* **MATERIAL PROVIDED**:
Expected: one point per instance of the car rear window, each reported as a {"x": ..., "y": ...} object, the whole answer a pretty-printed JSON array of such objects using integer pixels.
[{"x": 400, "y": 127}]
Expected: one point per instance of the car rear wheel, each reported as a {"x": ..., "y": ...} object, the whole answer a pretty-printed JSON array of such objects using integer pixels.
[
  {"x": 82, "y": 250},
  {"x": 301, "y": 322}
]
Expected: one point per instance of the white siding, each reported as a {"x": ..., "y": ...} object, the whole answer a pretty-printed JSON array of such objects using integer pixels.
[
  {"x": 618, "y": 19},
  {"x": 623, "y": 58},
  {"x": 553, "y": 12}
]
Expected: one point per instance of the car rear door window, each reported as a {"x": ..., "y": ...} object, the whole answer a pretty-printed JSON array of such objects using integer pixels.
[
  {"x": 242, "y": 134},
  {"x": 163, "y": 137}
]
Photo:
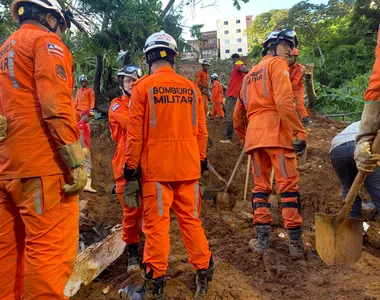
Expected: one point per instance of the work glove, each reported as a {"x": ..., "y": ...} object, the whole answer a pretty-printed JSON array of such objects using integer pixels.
[
  {"x": 85, "y": 151},
  {"x": 299, "y": 146},
  {"x": 204, "y": 166},
  {"x": 132, "y": 174},
  {"x": 132, "y": 193},
  {"x": 3, "y": 128},
  {"x": 305, "y": 122},
  {"x": 73, "y": 158},
  {"x": 78, "y": 181},
  {"x": 365, "y": 160}
]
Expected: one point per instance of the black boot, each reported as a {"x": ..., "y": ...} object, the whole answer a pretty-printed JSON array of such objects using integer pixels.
[
  {"x": 262, "y": 242},
  {"x": 133, "y": 258},
  {"x": 203, "y": 278},
  {"x": 296, "y": 244},
  {"x": 152, "y": 289}
]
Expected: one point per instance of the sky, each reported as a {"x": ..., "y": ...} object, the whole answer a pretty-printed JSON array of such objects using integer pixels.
[{"x": 225, "y": 9}]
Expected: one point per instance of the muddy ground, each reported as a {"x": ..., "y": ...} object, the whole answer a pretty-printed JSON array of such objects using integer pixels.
[{"x": 238, "y": 273}]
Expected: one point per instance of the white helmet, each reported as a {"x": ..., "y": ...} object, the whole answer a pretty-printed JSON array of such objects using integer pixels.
[
  {"x": 160, "y": 40},
  {"x": 214, "y": 76},
  {"x": 18, "y": 10}
]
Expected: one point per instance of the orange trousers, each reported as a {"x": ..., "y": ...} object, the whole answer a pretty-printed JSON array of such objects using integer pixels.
[
  {"x": 185, "y": 200},
  {"x": 205, "y": 103},
  {"x": 217, "y": 109},
  {"x": 299, "y": 100},
  {"x": 39, "y": 238},
  {"x": 131, "y": 216},
  {"x": 286, "y": 174}
]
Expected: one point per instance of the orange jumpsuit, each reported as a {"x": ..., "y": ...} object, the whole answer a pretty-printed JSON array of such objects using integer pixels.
[
  {"x": 272, "y": 127},
  {"x": 118, "y": 117},
  {"x": 167, "y": 135},
  {"x": 38, "y": 221},
  {"x": 84, "y": 100},
  {"x": 217, "y": 99},
  {"x": 296, "y": 75},
  {"x": 202, "y": 80}
]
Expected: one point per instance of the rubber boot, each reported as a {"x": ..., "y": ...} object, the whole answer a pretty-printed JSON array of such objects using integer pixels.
[
  {"x": 204, "y": 277},
  {"x": 262, "y": 242},
  {"x": 296, "y": 244},
  {"x": 133, "y": 258},
  {"x": 88, "y": 187},
  {"x": 152, "y": 289}
]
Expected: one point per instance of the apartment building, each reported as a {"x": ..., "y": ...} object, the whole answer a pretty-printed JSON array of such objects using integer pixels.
[{"x": 231, "y": 36}]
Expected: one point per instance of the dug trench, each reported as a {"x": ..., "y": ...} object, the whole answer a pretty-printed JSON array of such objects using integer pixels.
[{"x": 239, "y": 274}]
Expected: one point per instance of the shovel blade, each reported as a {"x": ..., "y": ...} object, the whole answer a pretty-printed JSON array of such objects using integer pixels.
[{"x": 338, "y": 243}]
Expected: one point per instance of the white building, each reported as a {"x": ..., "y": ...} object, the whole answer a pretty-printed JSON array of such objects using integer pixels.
[{"x": 231, "y": 36}]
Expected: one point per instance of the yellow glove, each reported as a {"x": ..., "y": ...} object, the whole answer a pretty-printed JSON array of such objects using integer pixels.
[
  {"x": 78, "y": 181},
  {"x": 3, "y": 128},
  {"x": 365, "y": 160}
]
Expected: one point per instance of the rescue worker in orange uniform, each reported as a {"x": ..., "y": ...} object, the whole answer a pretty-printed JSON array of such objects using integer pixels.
[
  {"x": 216, "y": 97},
  {"x": 202, "y": 80},
  {"x": 273, "y": 134},
  {"x": 166, "y": 151},
  {"x": 41, "y": 159},
  {"x": 366, "y": 160},
  {"x": 118, "y": 118},
  {"x": 296, "y": 71},
  {"x": 85, "y": 98},
  {"x": 238, "y": 72}
]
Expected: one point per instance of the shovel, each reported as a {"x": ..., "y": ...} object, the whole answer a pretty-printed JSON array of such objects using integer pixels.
[
  {"x": 338, "y": 239},
  {"x": 223, "y": 198}
]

* **INSTRUCTIONS TO FOLLOW**: Word for word, quote the full listing, omitting every picture.

* **TASK RESULT**:
Expected: one point per instance of the car rear window, each reported as a {"x": ..., "y": ...} object, the whole answer a pretty-printed JSON array of such objects using integer pixels.
[{"x": 400, "y": 127}]
Expected: one point per instance of the car rear wheel, each reported as a {"x": ..., "y": ...} object, the whole answer a pretty-printed JSON array of such objects using integer pixels.
[
  {"x": 82, "y": 250},
  {"x": 301, "y": 322}
]
Expected: one point per instance of the white siding, each reported as a {"x": ..., "y": ...} object, the whole answer a pretty-printed JSON array of such objects using integer pixels.
[
  {"x": 618, "y": 19},
  {"x": 623, "y": 58},
  {"x": 553, "y": 12}
]
Expected: one point per instance of the car rear door window, each reported as a {"x": ..., "y": ...} object, the whole answer a pretty-printed JSON array of such objects using integer pixels.
[
  {"x": 242, "y": 134},
  {"x": 163, "y": 137}
]
Photo:
Expected: one point per instance of the work glove, each reported as a {"x": ..., "y": ...} object, the whole answer a pretty-printed JSON array of such objects using integer pixels.
[
  {"x": 85, "y": 151},
  {"x": 299, "y": 146},
  {"x": 204, "y": 166},
  {"x": 132, "y": 174},
  {"x": 132, "y": 193},
  {"x": 3, "y": 128},
  {"x": 305, "y": 122},
  {"x": 73, "y": 158},
  {"x": 78, "y": 181},
  {"x": 365, "y": 160}
]
Expected: one point per instance of the black boot, each reported as a {"x": ..., "y": ...} object, the whole answer a pretty-printed JSON array of such objects using integer pixels.
[
  {"x": 262, "y": 242},
  {"x": 133, "y": 258},
  {"x": 203, "y": 278},
  {"x": 296, "y": 244},
  {"x": 152, "y": 289}
]
Expected: one point per instance of the sky, each reported as a {"x": ..., "y": ...} object, the whole answer a pretty-printed JSON array of such objects using integer pixels.
[{"x": 225, "y": 9}]
Expected: one point per instance of the muddy ground, each reported as a {"x": ..., "y": ...} object, the whole answer a pretty-printed JSON array of such objects using integer pixels.
[{"x": 238, "y": 273}]
Expected: one point per instance of the white helmet, each reported as a {"x": ..., "y": ...} object, the whole answer a pretty-printed JSON array of such objects using integer pixels.
[
  {"x": 160, "y": 40},
  {"x": 214, "y": 76},
  {"x": 18, "y": 10}
]
Expected: one point per instance of the orange trousers, each reported as a {"x": ..., "y": ...} object, the whole answer a pretty-printed JSON array of such objects using integer pixels.
[
  {"x": 185, "y": 200},
  {"x": 205, "y": 103},
  {"x": 217, "y": 109},
  {"x": 299, "y": 100},
  {"x": 39, "y": 238},
  {"x": 131, "y": 216},
  {"x": 286, "y": 174}
]
Expected: one point per instance of the orange jumpsuit, each reported as a {"x": ..., "y": ...} object, the whole answer a pretty-printed JSON array of such objects using integer pixels.
[
  {"x": 272, "y": 127},
  {"x": 118, "y": 117},
  {"x": 167, "y": 135},
  {"x": 38, "y": 221},
  {"x": 84, "y": 100},
  {"x": 217, "y": 99},
  {"x": 296, "y": 75},
  {"x": 202, "y": 80}
]
Expected: one point per instance of the rubber boot, each reported as a {"x": ..., "y": ...} object, the whole answer a pretty-printed JSON array of such objects using integer pixels.
[
  {"x": 204, "y": 277},
  {"x": 262, "y": 242},
  {"x": 296, "y": 244},
  {"x": 133, "y": 258},
  {"x": 88, "y": 187},
  {"x": 152, "y": 289}
]
Expected: one point per instance of the apartment building, each reported as a {"x": ..., "y": ...} object, the whole answer a pretty-printed JSON array of such objects using integer pixels.
[{"x": 231, "y": 36}]
Expected: one point per instance of the dug trench, each reported as a {"x": ..., "y": ...} object, the whole answer a pretty-printed JSON array of such objects using integer pixels.
[{"x": 239, "y": 274}]
Expected: one point per instance of the shovel blade, each reported as a {"x": ..., "y": ...} object, the whole answer a pretty-printed JSON array of such objects using integer pixels.
[{"x": 338, "y": 243}]
Expected: one point per instance of the white building, each reported as a {"x": ..., "y": ...} object, the whole answer a pretty-printed JSON array of such objects using integer pixels.
[{"x": 231, "y": 36}]
Expected: one point per instance of the yellow glove, each reported as a {"x": ..., "y": ...} object, the whole answer a pretty-printed JSON array of such objects using integer pixels.
[
  {"x": 78, "y": 181},
  {"x": 3, "y": 128},
  {"x": 365, "y": 160}
]
Expected: one point per instance of the rescue worker in orange uniform, each reported as a {"x": ..., "y": ...} object, the whole answer a pretty-printed JSON array of such objects using integer pixels.
[
  {"x": 216, "y": 97},
  {"x": 202, "y": 80},
  {"x": 273, "y": 134},
  {"x": 166, "y": 151},
  {"x": 41, "y": 159},
  {"x": 366, "y": 160},
  {"x": 118, "y": 118},
  {"x": 296, "y": 71},
  {"x": 85, "y": 98},
  {"x": 238, "y": 72}
]
Expected: one point per instance of the shovel, each reported as a {"x": ..., "y": ...} object, the whole answer a pretty-printed JSON array of such objects using integer pixels.
[
  {"x": 338, "y": 239},
  {"x": 223, "y": 198}
]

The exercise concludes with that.